══ Texto de leitura

7 de dezembro de 2012

Música de câmara na capela do Monte Alegre

A belíssima capela do bairro Monte Alegre, em Piracicaba-SP, ornada com afrescos do célebre Alfredo Volpi, estará recebendo no próximo domingo (9/dez.), às 10h, o Quarteto de Cordas Opus4 e a soprano Raissa Amaral. Celebrando o Natal, o grupo apresentará um repertório com composições de Johann Sebastian Bach, Handel, Corelli, Mozart, Sibelius e Villa Lobos.
     Envolvendo, além de música, também artes plásticas e literatura, o evento contará ainda com a participação de Lucila Maria Calheiros Silvestre, do programa radiofônico Educativa nas Letras, que lerá aos presentes deliciosas crônicas sobre o Natal. Com entrada franca, o concerto tem o apoio da Escola de Música de Piracicaba e do bairro Monte Alegre.

    Para o músico Alexandre Bragion, violista responsável pela coordenação do Opus4, “sentir a música e o coração vibrando nas paredes da capela do Monte Alegre é uma maneira de começar a se preparar com muita harmonia para o Natal deste ano”. E completa: "O som dos instrumentos de corda e a voz límpida da soprano Raissa Amaral, ecoando pelos afrescos de Volpi, devem fazer com que os presentes comunguem da paz necessária para se viver plenamente o advento natalino”.

════
══ Registros selecionados

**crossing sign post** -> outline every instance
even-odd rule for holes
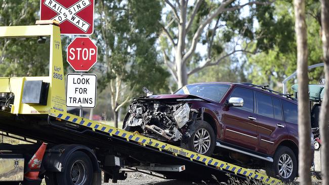
[[[62,34],[90,35],[94,4],[95,0],[40,0],[40,20],[59,22]]]
[[[67,62],[75,71],[88,71],[97,62],[97,47],[89,37],[75,37],[67,54]]]

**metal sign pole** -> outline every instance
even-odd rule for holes
[[[84,72],[81,71],[80,73],[81,73],[81,76],[82,76],[83,73]],[[81,107],[81,105],[80,105],[80,107]],[[79,109],[80,109],[80,112],[79,113],[79,116],[80,116],[81,117],[83,117],[83,114],[84,114],[84,112],[83,112],[84,110],[83,110],[83,108],[80,108]]]

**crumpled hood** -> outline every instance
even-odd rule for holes
[[[202,100],[207,102],[213,102],[211,100],[209,100],[207,98],[198,97],[197,96],[192,95],[176,95],[176,94],[170,94],[170,95],[151,95],[149,97],[143,97],[137,98],[136,99],[156,99],[156,100],[176,100],[176,99],[198,99],[199,101]]]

════

> _Exercícios_
a. No texto sobre o concerto na capela do Monte Alegre, quem lerá crônicas sobre o Natal aos presentes?
b. Prossiga o texto sobre o concerto na capela do Monte Alegre a partir da última frase apresentada.
Os registros não têm relação com o texto.

> _Respostas por tarefa_
a. Lucila Maria Calheiros Silvestre, do programa radiofônico Educativa nas Letras.

b.
    Independentemente de denominações religiosas, a música – concordam os membros do Opus4 – é capaz de tocar a todas as pessoas, elevando as vibrações mentais a estágios de tocante deleite e tranquilidade que merecem ser experimentados sempre, em especial nesta época de fim de ano.
                                                                                                                                                                 Foto: divulgação.